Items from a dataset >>
## BEGIN

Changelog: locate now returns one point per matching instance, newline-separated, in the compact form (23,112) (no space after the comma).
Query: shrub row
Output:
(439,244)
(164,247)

## END

WHAT THE TASK ASKS >>
Write out all the lines again, exactly as they are.

FINAL ANSWER >>
Changelog: locate now returns one point per matching instance, newline-separated, in the compact form (23,112) (no space after the comma).
Query: shrub row
Output:
(439,244)
(164,247)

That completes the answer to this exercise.